THE TASK:
Look through the lines below and copy each one that includes "rescuer".

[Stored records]
________________________

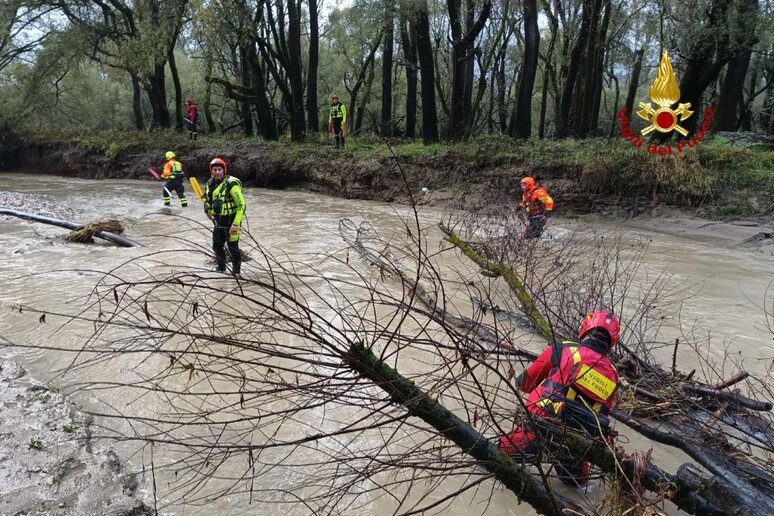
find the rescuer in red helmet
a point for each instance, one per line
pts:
(225, 205)
(574, 382)
(536, 203)
(337, 121)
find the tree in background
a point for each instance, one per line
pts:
(460, 68)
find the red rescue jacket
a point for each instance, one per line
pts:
(579, 373)
(536, 201)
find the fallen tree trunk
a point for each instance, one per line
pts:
(419, 404)
(517, 479)
(734, 473)
(106, 235)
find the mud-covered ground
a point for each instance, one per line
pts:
(48, 463)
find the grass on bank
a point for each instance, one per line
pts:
(724, 180)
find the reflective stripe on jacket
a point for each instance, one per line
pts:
(580, 374)
(227, 196)
(338, 111)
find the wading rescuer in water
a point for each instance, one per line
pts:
(224, 204)
(173, 173)
(575, 383)
(537, 204)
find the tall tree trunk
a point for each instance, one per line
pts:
(499, 70)
(427, 74)
(467, 96)
(158, 98)
(208, 95)
(267, 125)
(462, 48)
(295, 71)
(139, 120)
(600, 68)
(548, 71)
(368, 86)
(523, 111)
(178, 89)
(766, 116)
(614, 122)
(386, 125)
(585, 104)
(409, 41)
(563, 121)
(362, 76)
(732, 94)
(634, 82)
(246, 69)
(312, 110)
(746, 123)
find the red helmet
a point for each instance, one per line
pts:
(220, 162)
(604, 319)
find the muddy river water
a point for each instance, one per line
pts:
(728, 284)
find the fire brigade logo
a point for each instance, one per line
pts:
(664, 92)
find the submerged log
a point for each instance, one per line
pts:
(106, 235)
(700, 390)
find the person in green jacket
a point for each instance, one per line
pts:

________________________

COMPLETED EXERCISE:
find the rescuer in red helmet
find the wading rescuer in water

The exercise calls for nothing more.